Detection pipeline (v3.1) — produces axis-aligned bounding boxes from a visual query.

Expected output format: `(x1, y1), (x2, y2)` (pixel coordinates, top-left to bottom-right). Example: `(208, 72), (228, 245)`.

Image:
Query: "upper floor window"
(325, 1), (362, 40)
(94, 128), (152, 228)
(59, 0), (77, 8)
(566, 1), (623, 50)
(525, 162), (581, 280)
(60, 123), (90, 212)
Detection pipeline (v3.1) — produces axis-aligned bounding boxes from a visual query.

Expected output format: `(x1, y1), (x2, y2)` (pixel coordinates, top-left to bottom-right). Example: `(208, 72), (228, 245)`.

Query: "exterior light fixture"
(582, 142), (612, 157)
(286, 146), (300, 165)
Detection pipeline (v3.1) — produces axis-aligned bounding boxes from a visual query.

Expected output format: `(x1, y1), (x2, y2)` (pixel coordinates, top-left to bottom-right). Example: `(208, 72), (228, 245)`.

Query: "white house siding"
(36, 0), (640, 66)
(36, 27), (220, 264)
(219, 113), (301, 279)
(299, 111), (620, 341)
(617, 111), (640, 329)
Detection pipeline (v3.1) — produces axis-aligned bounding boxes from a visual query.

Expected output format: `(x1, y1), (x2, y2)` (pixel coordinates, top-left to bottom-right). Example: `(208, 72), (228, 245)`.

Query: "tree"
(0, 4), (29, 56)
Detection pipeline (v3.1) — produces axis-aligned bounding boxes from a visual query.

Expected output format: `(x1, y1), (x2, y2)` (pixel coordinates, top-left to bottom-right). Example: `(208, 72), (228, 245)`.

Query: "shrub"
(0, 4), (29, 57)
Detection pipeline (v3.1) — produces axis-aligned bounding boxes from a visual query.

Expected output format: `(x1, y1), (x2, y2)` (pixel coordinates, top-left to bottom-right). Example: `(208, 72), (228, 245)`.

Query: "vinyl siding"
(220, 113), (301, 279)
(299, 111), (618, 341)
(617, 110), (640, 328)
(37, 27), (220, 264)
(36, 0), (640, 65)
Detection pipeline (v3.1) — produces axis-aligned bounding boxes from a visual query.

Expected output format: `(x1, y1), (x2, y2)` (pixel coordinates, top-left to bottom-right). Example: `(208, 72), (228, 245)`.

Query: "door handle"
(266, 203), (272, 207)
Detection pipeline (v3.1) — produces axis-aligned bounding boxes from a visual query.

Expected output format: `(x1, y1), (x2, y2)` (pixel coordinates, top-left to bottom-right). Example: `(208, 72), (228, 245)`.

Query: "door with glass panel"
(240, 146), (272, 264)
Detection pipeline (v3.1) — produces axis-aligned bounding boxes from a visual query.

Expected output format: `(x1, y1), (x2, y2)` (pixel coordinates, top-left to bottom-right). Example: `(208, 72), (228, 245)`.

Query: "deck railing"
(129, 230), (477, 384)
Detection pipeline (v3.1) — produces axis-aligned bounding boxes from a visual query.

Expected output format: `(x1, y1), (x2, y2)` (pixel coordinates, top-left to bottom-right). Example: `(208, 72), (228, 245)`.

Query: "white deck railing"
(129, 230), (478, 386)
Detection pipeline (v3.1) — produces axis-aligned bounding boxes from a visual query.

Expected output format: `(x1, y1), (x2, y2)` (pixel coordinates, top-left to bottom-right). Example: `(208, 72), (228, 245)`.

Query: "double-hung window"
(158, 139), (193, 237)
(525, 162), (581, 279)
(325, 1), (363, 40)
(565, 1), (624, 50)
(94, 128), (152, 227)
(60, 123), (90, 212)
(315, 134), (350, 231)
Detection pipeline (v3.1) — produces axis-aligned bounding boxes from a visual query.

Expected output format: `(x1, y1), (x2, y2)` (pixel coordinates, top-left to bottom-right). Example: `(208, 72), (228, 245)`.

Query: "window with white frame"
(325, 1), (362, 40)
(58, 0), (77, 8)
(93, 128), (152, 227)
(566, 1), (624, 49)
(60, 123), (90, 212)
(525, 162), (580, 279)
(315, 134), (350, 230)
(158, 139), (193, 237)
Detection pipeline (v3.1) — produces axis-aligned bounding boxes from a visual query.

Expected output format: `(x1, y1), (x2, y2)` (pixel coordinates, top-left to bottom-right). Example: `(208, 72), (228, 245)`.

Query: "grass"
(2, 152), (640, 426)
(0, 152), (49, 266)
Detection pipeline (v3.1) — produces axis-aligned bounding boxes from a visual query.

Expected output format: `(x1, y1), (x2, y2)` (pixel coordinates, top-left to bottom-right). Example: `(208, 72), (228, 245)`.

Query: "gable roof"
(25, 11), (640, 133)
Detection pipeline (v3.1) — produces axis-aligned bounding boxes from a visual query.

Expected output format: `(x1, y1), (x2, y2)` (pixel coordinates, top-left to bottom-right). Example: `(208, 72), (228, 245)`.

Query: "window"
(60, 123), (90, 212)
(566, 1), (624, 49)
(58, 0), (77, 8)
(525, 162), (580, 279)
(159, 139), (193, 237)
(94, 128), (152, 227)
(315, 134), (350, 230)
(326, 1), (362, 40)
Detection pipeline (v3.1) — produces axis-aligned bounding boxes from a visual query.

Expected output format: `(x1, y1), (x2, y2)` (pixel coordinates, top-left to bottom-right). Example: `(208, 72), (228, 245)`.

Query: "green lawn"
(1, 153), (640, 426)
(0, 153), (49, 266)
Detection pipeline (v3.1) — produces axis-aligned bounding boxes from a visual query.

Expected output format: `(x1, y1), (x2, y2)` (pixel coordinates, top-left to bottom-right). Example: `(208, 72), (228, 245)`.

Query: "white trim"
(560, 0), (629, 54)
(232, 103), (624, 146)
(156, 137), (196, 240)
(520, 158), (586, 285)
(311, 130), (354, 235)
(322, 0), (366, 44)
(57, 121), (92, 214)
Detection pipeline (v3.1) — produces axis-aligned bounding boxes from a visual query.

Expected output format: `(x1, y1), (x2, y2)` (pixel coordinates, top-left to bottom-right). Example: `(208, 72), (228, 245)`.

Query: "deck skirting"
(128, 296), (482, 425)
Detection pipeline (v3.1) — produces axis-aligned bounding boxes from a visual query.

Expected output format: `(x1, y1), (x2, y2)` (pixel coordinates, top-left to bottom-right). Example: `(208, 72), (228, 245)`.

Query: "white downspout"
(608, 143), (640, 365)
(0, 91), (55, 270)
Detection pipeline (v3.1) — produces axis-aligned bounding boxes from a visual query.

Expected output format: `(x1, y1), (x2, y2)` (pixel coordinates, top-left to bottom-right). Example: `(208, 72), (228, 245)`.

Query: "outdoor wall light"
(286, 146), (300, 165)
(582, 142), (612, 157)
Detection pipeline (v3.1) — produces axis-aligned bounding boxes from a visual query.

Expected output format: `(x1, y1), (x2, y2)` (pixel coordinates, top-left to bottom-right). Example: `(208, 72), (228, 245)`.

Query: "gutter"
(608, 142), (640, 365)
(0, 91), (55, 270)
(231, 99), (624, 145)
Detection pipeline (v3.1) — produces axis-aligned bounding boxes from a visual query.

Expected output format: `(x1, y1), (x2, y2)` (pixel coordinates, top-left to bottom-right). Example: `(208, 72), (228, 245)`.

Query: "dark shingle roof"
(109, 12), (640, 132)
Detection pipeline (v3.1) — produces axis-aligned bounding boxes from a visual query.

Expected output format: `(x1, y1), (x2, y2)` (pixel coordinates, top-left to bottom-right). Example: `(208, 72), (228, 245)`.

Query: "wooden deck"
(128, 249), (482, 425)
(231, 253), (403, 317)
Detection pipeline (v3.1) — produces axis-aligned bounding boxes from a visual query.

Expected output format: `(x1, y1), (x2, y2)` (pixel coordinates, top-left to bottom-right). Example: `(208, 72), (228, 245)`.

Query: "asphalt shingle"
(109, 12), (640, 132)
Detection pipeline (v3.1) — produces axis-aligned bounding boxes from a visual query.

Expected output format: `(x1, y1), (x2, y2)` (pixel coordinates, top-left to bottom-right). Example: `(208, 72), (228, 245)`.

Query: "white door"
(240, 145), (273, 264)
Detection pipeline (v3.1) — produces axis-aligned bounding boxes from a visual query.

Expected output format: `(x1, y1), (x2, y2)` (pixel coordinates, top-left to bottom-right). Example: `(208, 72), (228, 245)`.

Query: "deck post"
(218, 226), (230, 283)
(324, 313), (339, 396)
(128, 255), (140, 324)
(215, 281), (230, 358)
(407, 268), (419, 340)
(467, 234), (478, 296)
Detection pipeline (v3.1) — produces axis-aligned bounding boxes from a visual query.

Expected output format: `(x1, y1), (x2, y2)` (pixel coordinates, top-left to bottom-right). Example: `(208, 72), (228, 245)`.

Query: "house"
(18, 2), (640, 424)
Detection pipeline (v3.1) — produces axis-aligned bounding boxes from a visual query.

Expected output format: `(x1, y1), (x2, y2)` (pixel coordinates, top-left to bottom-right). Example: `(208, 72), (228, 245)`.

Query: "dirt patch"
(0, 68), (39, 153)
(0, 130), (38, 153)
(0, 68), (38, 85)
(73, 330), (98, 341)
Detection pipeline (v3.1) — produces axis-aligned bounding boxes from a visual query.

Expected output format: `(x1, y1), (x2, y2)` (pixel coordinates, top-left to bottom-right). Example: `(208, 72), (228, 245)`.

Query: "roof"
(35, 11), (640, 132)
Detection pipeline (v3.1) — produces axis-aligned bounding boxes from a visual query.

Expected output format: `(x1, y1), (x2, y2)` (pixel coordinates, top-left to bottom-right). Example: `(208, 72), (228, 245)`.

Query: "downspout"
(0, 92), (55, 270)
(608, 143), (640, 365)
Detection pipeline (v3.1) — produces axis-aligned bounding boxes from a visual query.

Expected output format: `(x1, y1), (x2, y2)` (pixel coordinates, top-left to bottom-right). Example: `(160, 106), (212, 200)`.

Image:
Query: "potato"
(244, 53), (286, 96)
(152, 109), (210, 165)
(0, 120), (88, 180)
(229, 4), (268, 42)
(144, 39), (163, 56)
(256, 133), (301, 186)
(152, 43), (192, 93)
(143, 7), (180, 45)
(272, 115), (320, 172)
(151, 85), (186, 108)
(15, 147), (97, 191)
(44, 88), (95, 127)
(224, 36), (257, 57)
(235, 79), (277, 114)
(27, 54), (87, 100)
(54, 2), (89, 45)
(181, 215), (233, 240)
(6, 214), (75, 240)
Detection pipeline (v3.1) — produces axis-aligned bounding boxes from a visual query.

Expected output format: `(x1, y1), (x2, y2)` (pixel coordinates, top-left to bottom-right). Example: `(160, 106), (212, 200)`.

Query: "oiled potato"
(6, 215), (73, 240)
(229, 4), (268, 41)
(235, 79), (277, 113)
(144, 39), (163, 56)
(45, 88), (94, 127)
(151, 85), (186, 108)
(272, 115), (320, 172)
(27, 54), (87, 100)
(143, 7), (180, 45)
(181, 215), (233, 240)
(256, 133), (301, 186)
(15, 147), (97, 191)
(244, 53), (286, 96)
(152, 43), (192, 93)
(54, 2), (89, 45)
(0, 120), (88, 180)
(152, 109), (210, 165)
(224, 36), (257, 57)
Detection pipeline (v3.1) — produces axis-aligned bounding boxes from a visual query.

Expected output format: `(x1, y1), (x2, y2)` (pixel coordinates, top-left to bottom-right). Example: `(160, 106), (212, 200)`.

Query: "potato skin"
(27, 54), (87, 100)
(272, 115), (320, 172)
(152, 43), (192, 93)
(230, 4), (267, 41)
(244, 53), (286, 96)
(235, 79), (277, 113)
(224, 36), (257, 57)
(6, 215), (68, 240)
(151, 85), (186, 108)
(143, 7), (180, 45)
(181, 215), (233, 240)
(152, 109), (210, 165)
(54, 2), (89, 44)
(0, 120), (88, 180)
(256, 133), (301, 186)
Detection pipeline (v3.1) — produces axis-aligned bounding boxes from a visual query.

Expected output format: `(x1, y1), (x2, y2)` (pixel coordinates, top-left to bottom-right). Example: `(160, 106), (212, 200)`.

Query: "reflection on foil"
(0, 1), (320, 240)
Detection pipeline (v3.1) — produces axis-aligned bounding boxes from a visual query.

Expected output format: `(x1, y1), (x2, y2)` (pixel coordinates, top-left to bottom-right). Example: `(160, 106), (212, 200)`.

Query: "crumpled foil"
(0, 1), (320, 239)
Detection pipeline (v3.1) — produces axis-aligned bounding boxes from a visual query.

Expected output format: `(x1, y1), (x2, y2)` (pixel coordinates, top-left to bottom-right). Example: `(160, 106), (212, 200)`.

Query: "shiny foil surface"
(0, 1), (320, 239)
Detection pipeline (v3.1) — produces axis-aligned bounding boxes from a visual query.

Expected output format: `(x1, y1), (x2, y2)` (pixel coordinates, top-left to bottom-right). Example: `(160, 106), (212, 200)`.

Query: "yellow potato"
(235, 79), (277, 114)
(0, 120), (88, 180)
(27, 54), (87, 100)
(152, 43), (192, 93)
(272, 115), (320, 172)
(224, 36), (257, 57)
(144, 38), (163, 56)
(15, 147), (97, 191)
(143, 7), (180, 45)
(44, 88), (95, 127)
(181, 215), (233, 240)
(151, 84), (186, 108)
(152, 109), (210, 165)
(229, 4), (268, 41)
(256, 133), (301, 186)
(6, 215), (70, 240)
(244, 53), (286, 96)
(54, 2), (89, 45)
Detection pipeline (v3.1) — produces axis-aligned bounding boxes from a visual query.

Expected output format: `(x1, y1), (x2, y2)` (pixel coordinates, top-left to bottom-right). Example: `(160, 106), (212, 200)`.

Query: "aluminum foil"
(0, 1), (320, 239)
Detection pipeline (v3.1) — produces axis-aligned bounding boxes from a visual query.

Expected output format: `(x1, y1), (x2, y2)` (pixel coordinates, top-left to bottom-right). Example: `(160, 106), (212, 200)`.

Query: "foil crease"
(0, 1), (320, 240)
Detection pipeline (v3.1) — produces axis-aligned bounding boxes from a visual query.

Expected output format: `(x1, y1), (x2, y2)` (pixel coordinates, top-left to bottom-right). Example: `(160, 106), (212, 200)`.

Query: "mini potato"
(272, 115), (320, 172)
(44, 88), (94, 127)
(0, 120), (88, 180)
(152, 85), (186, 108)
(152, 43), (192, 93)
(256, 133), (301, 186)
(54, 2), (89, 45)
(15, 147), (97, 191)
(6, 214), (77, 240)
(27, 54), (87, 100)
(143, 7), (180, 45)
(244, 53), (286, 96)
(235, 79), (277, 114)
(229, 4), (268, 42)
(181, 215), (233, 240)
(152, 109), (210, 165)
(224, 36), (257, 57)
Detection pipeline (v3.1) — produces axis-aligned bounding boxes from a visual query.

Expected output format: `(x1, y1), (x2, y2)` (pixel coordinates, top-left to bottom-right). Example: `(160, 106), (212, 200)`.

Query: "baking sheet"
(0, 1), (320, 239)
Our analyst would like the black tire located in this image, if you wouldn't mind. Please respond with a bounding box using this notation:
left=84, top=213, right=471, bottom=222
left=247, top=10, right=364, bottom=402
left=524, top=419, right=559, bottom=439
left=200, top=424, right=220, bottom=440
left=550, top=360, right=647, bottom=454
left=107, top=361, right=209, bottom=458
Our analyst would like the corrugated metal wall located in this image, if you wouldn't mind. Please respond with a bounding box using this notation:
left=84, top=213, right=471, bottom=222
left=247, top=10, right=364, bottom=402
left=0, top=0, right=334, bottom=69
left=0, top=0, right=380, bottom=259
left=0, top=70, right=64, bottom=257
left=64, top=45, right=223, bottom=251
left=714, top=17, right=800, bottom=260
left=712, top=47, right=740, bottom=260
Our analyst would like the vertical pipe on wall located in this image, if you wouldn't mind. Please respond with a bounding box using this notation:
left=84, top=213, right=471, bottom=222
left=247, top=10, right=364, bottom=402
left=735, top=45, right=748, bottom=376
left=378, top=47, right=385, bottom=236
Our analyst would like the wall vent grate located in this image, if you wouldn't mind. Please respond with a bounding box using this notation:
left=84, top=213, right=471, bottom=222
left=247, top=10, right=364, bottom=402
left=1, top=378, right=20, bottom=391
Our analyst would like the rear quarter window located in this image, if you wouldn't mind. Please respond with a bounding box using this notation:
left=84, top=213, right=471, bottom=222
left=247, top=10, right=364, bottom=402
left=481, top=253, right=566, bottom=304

What this task involves:
Show all lines from the records above where the word "notation" occurs.

Your solution:
Our analyst would like the black tire located in this image, if you wouldn't mind. Please respond with a bounding box using this notation:
Our analyst would like the corrugated metal wall located in this image, if you wouldn't mind. Please respond with a bounding box using this notation:
Our analyst would like the vertical pipe on wall located in this image, if you wouldn't mind. Please respond with a bounding box using this notation:
Our analyst would like the wall vent grate located in this image, if you wouldn't mind. Please respond with a bounding box using this notation:
Our analyst would like the rear quarter window located in this image, if you wouldn't mind. Please respond with a bounding box using this notation:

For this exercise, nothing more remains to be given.